#### Exercise task
Copy out every line between the one containing "the wooden plank" and the one containing "(1016, 477)", inclusive. Keep the requests unchanged, but raise each coordinate in the answers by 98.

#### Input data
▬▬▬▬▬▬▬▬▬▬

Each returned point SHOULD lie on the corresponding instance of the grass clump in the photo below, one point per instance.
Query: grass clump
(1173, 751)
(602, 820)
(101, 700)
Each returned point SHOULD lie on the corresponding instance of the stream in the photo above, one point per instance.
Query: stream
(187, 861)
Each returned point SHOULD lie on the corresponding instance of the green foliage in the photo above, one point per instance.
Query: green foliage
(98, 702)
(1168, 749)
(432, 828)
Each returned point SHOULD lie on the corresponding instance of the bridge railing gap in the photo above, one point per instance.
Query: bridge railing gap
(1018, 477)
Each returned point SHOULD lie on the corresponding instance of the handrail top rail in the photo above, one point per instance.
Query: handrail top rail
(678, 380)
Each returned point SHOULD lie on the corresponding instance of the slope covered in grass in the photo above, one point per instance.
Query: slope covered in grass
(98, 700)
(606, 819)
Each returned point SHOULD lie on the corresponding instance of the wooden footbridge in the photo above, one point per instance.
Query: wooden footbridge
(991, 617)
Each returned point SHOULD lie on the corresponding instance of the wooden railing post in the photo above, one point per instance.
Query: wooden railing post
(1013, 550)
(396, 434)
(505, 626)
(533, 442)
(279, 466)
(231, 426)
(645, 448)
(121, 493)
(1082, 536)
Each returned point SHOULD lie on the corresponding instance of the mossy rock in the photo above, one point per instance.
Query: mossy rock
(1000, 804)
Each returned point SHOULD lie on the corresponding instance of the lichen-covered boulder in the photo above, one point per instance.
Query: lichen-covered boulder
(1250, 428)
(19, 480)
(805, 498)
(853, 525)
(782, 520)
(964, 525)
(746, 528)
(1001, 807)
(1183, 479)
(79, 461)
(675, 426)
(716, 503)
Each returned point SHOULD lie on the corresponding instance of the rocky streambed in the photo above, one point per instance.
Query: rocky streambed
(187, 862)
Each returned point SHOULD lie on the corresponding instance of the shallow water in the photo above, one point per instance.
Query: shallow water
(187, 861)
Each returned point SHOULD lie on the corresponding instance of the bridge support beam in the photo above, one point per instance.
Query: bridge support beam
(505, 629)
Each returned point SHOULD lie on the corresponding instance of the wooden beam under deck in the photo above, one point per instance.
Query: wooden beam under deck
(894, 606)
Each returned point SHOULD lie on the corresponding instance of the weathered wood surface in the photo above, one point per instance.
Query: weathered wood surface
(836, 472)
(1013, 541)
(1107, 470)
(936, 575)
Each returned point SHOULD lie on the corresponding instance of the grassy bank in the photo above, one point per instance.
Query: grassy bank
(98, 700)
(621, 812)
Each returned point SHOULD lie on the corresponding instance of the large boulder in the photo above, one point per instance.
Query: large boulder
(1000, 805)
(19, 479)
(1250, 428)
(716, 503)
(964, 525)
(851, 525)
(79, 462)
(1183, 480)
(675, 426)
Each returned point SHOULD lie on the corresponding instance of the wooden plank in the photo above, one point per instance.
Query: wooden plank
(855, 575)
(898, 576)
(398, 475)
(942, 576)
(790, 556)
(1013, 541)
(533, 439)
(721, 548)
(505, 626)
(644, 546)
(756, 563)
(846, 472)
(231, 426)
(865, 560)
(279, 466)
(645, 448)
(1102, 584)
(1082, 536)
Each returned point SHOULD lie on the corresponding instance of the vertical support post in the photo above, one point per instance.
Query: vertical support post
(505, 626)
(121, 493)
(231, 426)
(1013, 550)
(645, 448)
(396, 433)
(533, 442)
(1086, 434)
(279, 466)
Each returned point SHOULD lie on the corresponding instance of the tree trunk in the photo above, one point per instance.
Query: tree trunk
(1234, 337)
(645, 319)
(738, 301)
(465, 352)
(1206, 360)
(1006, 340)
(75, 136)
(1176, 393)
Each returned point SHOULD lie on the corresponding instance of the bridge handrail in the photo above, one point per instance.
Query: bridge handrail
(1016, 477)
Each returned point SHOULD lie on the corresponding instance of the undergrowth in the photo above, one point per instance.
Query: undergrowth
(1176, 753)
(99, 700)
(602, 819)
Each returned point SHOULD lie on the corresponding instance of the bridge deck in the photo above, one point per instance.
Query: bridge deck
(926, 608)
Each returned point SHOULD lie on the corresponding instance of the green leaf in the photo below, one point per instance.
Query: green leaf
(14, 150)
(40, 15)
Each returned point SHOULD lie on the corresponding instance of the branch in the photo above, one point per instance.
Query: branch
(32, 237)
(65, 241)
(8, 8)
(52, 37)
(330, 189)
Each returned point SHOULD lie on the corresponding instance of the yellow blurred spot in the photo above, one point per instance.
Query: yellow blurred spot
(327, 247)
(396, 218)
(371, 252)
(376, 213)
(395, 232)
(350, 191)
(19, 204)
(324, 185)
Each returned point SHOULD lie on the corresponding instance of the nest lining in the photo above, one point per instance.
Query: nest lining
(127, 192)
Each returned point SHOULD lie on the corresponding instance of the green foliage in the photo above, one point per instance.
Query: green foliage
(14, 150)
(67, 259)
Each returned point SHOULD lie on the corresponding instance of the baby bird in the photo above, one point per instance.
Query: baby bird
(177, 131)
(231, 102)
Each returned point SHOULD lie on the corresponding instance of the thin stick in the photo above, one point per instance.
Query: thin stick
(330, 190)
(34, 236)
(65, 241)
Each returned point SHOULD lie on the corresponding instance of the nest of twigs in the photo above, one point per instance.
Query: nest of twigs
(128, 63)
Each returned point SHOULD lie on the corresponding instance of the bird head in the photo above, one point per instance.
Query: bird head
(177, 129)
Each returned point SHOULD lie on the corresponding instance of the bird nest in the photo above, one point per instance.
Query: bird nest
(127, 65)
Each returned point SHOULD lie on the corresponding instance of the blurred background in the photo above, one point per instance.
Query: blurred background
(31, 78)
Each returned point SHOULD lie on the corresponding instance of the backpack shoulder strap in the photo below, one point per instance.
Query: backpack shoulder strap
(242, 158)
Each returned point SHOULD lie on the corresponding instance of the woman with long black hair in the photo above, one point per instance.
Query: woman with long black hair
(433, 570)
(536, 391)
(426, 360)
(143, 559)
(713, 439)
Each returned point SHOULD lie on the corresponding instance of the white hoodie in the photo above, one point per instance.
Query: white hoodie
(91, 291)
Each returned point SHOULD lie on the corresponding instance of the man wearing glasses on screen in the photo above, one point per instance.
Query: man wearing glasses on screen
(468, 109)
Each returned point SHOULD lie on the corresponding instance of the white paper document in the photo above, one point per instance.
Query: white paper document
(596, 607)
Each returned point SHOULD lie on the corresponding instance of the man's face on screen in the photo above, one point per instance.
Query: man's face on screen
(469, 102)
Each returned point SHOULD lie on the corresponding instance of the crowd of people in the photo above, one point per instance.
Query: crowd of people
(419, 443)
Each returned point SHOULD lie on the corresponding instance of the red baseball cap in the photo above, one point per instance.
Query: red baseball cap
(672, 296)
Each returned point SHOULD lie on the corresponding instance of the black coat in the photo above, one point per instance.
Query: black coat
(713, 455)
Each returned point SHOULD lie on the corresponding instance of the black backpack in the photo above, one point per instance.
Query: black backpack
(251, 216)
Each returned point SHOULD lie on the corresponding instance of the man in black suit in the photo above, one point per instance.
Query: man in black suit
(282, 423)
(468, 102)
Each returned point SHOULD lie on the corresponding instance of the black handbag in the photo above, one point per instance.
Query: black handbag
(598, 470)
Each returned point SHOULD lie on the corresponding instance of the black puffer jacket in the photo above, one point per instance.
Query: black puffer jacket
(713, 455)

▬▬▬▬▬▬▬▬▬▬

#### Finished task
Each returned point SHOULD lie on the corresponding instance of the wooden plank in the photo above, one point per instance.
Query: wooden plank
(953, 673)
(996, 674)
(496, 573)
(1040, 674)
(888, 654)
(1111, 639)
(631, 537)
(819, 646)
(603, 724)
(742, 644)
(854, 661)
(944, 570)
(329, 524)
(963, 658)
(377, 564)
(743, 546)
(1200, 682)
(1180, 634)
Each returned point SHOULD lie on the corresponding instance of the vertical support post in the photo above, one point per instance.
Query: vertical support post
(603, 724)
(219, 591)
(329, 524)
(1111, 648)
(743, 546)
(494, 531)
(631, 540)
(1184, 532)
(377, 564)
Each returned point SHOULD lie on the corresponding instance of the tree trunk in the photo above, one point per instance.
Query: tree trunk
(1332, 435)
(743, 417)
(836, 399)
(563, 450)
(1304, 458)
(1104, 438)
(173, 234)
(1274, 491)
Each returned point SHOULD lie on the corresponding instance of the bridge handrail in the photo above, one point per instance.
Query: bridge handrail
(1114, 575)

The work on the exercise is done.